▶ **SHORT EXERCISE**
Pictures aside, quote the whole listing exactly.

▶ **PROVIDED MATERIAL**

++++++++++++++++++++

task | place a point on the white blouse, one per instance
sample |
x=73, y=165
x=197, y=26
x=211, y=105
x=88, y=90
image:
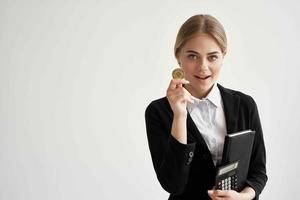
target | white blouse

++++++++++++++++++++

▶ **EXERCISE SOLUTION**
task | place a point on the white blouse, one per instance
sample |
x=73, y=165
x=197, y=26
x=211, y=105
x=88, y=90
image:
target | white blouse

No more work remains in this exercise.